##### Testo del documento #####

A teatro
A teatro
La TBC venne romanticizzata nel diciannovesimo secolo.
Molte persone credevano che la tubercolosi causasse sensazioni di euforia definite come “Spes phtisica”, o “speranza del consunto”.
Si pensava che le vittime di TBC che erano artisti avessero scoppi di creatività mentre la malattia progrediva. Agli inizi del ventesimo secolo, alcuni credevano che la tubercolosi fosse causata dalla masturbazione.
Fra i numerosi letterati, artisti e musicisti morti di tisi, quasi tutti in giovane età, si ricordano Giovanni Boine (1887-1917), Emily Bronte (1818-1848), Fryderyk Chopin (1810-1849), Anton Pavlovič Čechov (1860-1904), George Orwell (1903-1950), Sergio Corazzini (1886-1907), Giuseppe Giusti (1809-1850), Guido Gozzano (1883-1916), Giovanni Battista Grazioli (1746-1820), Jens Peter Jacobsen (1847-1885), John Keats (1795-1821), e Giovan Battista Pergolesi (1710-1736).

##### Dati disponibili #####

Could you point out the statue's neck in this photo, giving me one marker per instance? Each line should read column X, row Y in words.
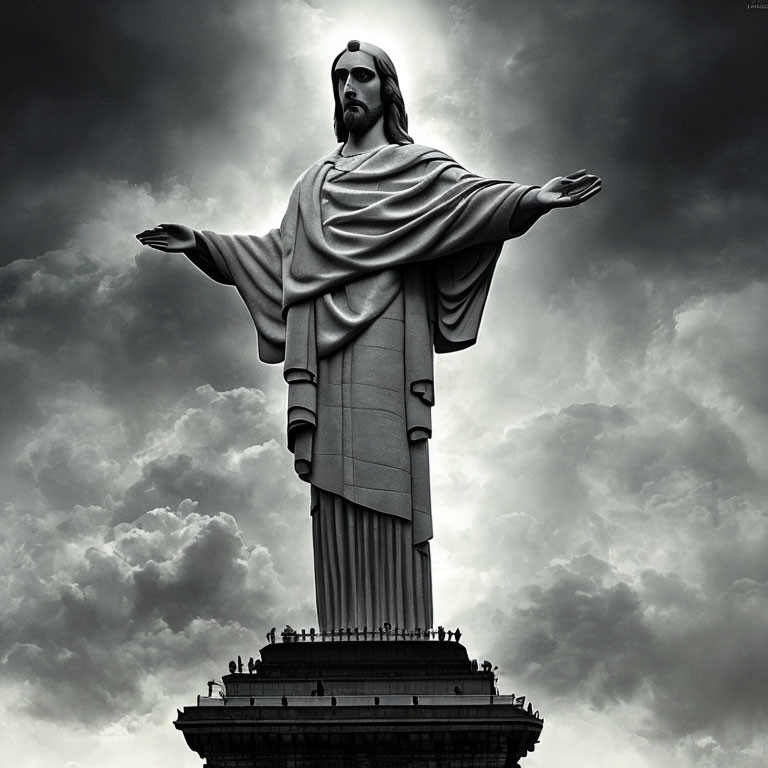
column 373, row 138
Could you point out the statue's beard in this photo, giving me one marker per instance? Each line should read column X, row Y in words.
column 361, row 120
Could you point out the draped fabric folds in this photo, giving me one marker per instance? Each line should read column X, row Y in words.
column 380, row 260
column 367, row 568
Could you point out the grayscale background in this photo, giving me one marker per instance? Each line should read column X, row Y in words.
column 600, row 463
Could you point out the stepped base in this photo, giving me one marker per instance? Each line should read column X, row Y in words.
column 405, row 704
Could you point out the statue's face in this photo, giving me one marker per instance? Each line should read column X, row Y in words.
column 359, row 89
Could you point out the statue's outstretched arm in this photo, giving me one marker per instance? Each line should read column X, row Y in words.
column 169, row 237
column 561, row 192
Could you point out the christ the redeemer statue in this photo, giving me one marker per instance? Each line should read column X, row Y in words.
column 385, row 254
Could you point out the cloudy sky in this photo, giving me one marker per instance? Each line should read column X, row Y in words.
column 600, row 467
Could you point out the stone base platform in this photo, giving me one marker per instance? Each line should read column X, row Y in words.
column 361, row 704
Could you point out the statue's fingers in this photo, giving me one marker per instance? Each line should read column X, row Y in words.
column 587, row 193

#####

*Dettagli del compito*: Prosegui il testo sulla tubercolosi dopo la sua ultima frase. L'elenco non ha alcun legame con il testo sulla tubercolosi.

*Risposta*:
Al contempo, la passione per le storie d’amore e morte ha portato alla celebrità personaggi di poesie, romanzi e opere, morti di tisi, quali “Silvia” di Giacomo Leopardi, la “Signora delle camelie” di Alexandre Dumas, la Violetta della “Traviata” di Giuseppe Verdi, la Mimì della “La Bohème” di Giacomo Puccini e il piccolo Ilju dei “I fratelli Karamàzov” di Dostoevskij.
In Francia, furono pubblicate almeno cinque novelle in cui si narravano gli ideali della tubercolosi:Scene de la vie de bohème di Murger, Les miserables di Victor Hugo, Madame Gervaisais e Germinie Lacerteux dei fratelli Goncourt e L'aiglon di Edmond Rostand.
Ma è un romanzo francese, La signora delle camelie pubblicato nel 1848, a sancire il definitivo successo letterario. a dimensione europea del ‘mal sottile’. Ne è autore Alessandro Dumas figlio (1824-1895) che nel contesto della vita mondana parigina d’alto bordo, colloca la vita, gli amori e la morte per tisi di Maria Duplessis, tormentosamente amata dallo stesso Autore.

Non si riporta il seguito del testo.